* Task directions:
Report each line of the data that contains the string "daylily".

(Saved entries)
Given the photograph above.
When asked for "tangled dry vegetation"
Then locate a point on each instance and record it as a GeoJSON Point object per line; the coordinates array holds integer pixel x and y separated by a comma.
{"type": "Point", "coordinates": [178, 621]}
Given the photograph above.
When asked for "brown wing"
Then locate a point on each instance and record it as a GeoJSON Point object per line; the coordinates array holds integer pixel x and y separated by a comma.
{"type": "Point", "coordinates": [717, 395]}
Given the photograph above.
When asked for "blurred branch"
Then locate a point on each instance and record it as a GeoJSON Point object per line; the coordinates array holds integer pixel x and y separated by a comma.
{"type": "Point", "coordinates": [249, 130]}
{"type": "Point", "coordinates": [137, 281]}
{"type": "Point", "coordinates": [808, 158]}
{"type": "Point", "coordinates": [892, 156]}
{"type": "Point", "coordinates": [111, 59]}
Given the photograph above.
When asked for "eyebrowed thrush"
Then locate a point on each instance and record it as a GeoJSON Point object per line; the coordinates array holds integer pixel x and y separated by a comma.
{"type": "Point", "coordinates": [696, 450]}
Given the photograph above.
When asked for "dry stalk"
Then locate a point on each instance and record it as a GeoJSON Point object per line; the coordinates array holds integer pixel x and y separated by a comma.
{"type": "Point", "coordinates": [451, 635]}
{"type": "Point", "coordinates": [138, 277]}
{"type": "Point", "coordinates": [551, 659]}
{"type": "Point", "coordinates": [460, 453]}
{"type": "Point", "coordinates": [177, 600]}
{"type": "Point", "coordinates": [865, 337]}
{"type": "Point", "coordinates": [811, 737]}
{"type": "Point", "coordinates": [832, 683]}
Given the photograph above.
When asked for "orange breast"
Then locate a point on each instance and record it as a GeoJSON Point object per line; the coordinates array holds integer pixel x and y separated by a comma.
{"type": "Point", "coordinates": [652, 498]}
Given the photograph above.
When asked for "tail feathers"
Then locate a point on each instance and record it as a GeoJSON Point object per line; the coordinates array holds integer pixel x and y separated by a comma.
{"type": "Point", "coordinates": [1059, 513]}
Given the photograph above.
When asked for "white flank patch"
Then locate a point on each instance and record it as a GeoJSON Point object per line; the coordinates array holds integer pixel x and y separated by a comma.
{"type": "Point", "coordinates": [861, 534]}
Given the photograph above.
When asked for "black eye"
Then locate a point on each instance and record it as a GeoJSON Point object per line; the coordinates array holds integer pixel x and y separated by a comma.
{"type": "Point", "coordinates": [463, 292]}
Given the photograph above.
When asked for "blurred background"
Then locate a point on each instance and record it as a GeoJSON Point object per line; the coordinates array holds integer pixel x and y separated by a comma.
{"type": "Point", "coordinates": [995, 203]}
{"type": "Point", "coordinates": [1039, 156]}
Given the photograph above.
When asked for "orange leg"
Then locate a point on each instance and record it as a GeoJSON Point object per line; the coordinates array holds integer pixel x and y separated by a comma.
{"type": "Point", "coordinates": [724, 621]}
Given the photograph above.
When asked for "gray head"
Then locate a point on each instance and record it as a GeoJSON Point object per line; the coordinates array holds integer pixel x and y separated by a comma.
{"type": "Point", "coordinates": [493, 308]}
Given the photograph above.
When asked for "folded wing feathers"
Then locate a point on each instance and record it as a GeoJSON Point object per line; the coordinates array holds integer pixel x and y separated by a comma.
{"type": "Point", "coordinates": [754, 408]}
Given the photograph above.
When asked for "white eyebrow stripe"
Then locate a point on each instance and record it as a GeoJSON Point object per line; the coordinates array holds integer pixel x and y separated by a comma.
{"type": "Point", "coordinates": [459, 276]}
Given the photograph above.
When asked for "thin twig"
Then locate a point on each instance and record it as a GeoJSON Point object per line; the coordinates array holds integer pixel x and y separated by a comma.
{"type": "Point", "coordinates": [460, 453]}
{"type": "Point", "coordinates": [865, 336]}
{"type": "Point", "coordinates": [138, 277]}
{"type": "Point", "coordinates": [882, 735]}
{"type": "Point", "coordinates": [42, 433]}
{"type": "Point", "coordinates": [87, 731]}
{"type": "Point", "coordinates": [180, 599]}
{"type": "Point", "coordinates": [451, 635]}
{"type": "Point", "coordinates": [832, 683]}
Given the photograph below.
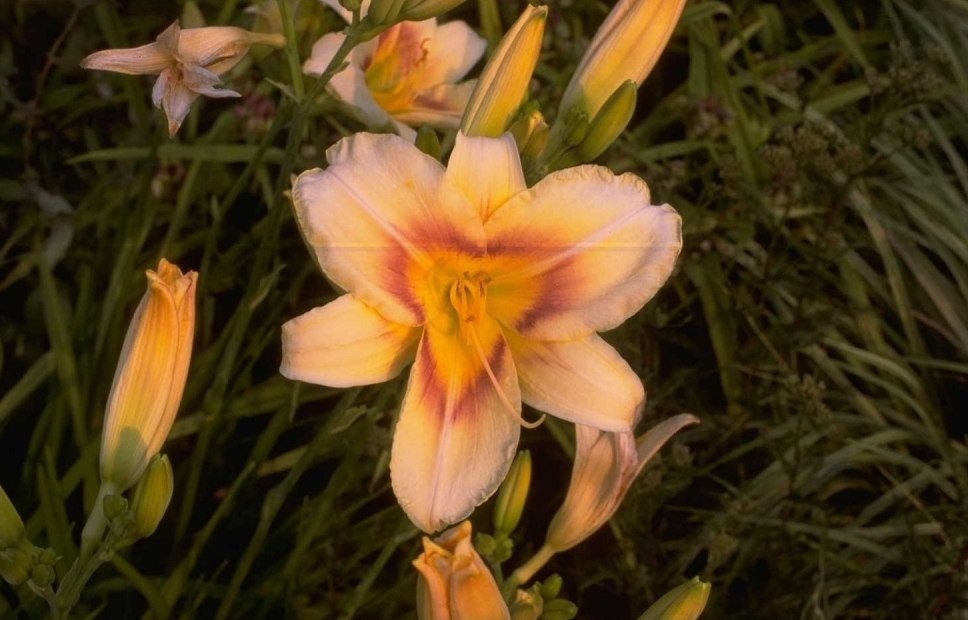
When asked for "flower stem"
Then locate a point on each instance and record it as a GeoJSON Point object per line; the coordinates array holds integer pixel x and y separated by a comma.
{"type": "Point", "coordinates": [526, 571]}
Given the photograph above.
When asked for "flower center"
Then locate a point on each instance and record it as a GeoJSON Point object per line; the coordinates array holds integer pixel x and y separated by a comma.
{"type": "Point", "coordinates": [468, 296]}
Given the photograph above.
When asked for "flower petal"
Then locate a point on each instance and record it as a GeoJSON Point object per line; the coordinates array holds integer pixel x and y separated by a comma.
{"type": "Point", "coordinates": [454, 51]}
{"type": "Point", "coordinates": [345, 343]}
{"type": "Point", "coordinates": [580, 252]}
{"type": "Point", "coordinates": [379, 218]}
{"type": "Point", "coordinates": [441, 106]}
{"type": "Point", "coordinates": [455, 439]}
{"type": "Point", "coordinates": [147, 59]}
{"type": "Point", "coordinates": [487, 170]}
{"type": "Point", "coordinates": [583, 381]}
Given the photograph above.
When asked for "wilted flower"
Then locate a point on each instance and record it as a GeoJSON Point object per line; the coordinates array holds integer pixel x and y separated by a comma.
{"type": "Point", "coordinates": [188, 64]}
{"type": "Point", "coordinates": [606, 464]}
{"type": "Point", "coordinates": [453, 582]}
{"type": "Point", "coordinates": [495, 291]}
{"type": "Point", "coordinates": [406, 76]}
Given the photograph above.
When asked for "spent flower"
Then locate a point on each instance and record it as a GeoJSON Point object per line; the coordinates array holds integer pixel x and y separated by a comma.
{"type": "Point", "coordinates": [493, 290]}
{"type": "Point", "coordinates": [406, 76]}
{"type": "Point", "coordinates": [453, 583]}
{"type": "Point", "coordinates": [188, 63]}
{"type": "Point", "coordinates": [606, 465]}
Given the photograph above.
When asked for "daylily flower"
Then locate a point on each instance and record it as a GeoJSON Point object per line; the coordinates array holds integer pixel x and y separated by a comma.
{"type": "Point", "coordinates": [453, 583]}
{"type": "Point", "coordinates": [406, 76]}
{"type": "Point", "coordinates": [188, 64]}
{"type": "Point", "coordinates": [606, 465]}
{"type": "Point", "coordinates": [494, 291]}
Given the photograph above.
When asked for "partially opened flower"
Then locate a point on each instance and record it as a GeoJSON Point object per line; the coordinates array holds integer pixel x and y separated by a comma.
{"type": "Point", "coordinates": [494, 291]}
{"type": "Point", "coordinates": [188, 63]}
{"type": "Point", "coordinates": [406, 76]}
{"type": "Point", "coordinates": [606, 465]}
{"type": "Point", "coordinates": [453, 583]}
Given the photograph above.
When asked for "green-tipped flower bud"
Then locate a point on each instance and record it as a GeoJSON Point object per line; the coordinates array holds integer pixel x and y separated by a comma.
{"type": "Point", "coordinates": [610, 121]}
{"type": "Point", "coordinates": [503, 85]}
{"type": "Point", "coordinates": [551, 587]}
{"type": "Point", "coordinates": [428, 142]}
{"type": "Point", "coordinates": [527, 605]}
{"type": "Point", "coordinates": [512, 496]}
{"type": "Point", "coordinates": [684, 602]}
{"type": "Point", "coordinates": [559, 609]}
{"type": "Point", "coordinates": [152, 496]}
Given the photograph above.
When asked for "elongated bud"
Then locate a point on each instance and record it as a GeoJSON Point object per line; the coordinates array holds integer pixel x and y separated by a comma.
{"type": "Point", "coordinates": [15, 549]}
{"type": "Point", "coordinates": [512, 496]}
{"type": "Point", "coordinates": [685, 602]}
{"type": "Point", "coordinates": [609, 123]}
{"type": "Point", "coordinates": [503, 85]}
{"type": "Point", "coordinates": [428, 142]}
{"type": "Point", "coordinates": [152, 496]}
{"type": "Point", "coordinates": [150, 377]}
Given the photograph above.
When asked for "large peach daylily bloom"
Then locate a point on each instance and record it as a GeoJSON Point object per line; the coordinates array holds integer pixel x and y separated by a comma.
{"type": "Point", "coordinates": [493, 290]}
{"type": "Point", "coordinates": [406, 76]}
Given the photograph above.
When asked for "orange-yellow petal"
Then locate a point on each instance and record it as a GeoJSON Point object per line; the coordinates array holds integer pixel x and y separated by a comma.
{"type": "Point", "coordinates": [345, 343]}
{"type": "Point", "coordinates": [380, 217]}
{"type": "Point", "coordinates": [580, 252]}
{"type": "Point", "coordinates": [487, 170]}
{"type": "Point", "coordinates": [456, 437]}
{"type": "Point", "coordinates": [583, 381]}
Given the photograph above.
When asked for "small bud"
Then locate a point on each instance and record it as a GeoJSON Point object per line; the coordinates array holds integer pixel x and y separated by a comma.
{"type": "Point", "coordinates": [503, 85]}
{"type": "Point", "coordinates": [42, 575]}
{"type": "Point", "coordinates": [684, 602]}
{"type": "Point", "coordinates": [114, 506]}
{"type": "Point", "coordinates": [527, 605]}
{"type": "Point", "coordinates": [152, 496]}
{"type": "Point", "coordinates": [512, 496]}
{"type": "Point", "coordinates": [559, 609]}
{"type": "Point", "coordinates": [551, 587]}
{"type": "Point", "coordinates": [428, 142]}
{"type": "Point", "coordinates": [610, 121]}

* Completed exercise:
When asked for "daylily flower"
When asked for "large peach daylily bloom"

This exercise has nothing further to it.